Selected excerpt:
────────────────────

Liam Scott McArthur (born 8 August 1967) is a Scottish politician serving as Deputy Presiding Officer of the Scottish Parliament, alongside Annabelle Ewing, since May 2021. A member of the Scottish Liberal Democrats, he has been the Member of the Scottish Parliament (MSP) for Orkney since 2007.

Early life and education
McArthur was born on 8 August 1967 in Edinburgh. In 1977, at the age of ten, he moved to Sanday, Orkney with his family.

McArthur attended Sanday Junior High School, then Kirkwall Grammar school, where he boarded at the Papdale Halls of Residence throughout the week. Whilst at Kirkwall, McArthur developed an interest in sport including football, which became a lifelong passion. McArthur went on to represent Orkney in the junior inter country matches against Caithness and Shetland.

McArthur then spent a year in Mexico as an American field service student, before attending Edinburgh University to study politics. At university McArthur captained Edinburgh University football first team and represented Scottish Universities in the UK finals.

────────────────────

[Saved entries]
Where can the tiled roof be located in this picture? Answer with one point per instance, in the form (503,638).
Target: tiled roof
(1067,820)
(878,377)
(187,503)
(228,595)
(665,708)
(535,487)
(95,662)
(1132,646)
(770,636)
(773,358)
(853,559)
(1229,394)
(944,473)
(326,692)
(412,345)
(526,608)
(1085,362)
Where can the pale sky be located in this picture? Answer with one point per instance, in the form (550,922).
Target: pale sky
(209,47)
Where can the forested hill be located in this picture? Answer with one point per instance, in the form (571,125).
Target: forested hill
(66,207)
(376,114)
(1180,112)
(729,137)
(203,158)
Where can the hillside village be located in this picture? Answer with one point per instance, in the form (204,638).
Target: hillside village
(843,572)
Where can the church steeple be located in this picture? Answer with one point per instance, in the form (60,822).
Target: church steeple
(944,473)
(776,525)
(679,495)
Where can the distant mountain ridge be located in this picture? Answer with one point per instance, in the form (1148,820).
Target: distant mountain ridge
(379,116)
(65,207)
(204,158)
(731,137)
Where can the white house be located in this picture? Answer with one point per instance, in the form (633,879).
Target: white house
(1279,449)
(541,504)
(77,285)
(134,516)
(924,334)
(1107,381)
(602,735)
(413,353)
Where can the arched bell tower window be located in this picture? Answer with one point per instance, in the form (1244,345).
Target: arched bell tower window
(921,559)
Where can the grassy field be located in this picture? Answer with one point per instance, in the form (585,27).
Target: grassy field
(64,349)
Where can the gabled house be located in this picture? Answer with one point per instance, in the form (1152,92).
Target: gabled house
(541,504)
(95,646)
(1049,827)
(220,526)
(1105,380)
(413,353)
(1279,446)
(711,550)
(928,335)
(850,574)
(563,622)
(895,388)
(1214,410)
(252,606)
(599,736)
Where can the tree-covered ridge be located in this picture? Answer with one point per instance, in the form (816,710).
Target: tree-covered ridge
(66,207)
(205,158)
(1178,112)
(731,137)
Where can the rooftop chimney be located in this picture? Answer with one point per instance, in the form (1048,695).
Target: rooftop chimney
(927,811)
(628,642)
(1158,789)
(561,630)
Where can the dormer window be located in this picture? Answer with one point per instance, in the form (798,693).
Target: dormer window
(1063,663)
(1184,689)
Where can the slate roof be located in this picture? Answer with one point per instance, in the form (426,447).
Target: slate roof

────────────────────

Request A:
In the Liam McArthur biography, how old was McArthur when he moved to Sanday with his family?
Request B:
Echo the part of the Liam McArthur biography starting at "Early life and" and ending at "Caithness and Shetland.".
Request C:
Name every school or university the Liam McArthur biography says McArthur attended.

Expected output A:
Ten.

Expected output B:
Early life and education
McArthur was born on 8 August 1967 in Edinburgh. In 1977, at the age of ten, he moved to Sanday, Orkney with his family.

McArthur attended Sanday Junior High School, then Kirkwall Grammar school, where he boarded at the Papdale Halls of Residence throughout the week. Whilst at Kirkwall, McArthur developed an interest in sport including football, which became a lifelong passion. McArthur went on to represent Orkney in the junior inter country matches against Caithness and Shetland.

Expected output C:
Sanday Junior High School, Kirkwall Grammar School, Edinburgh University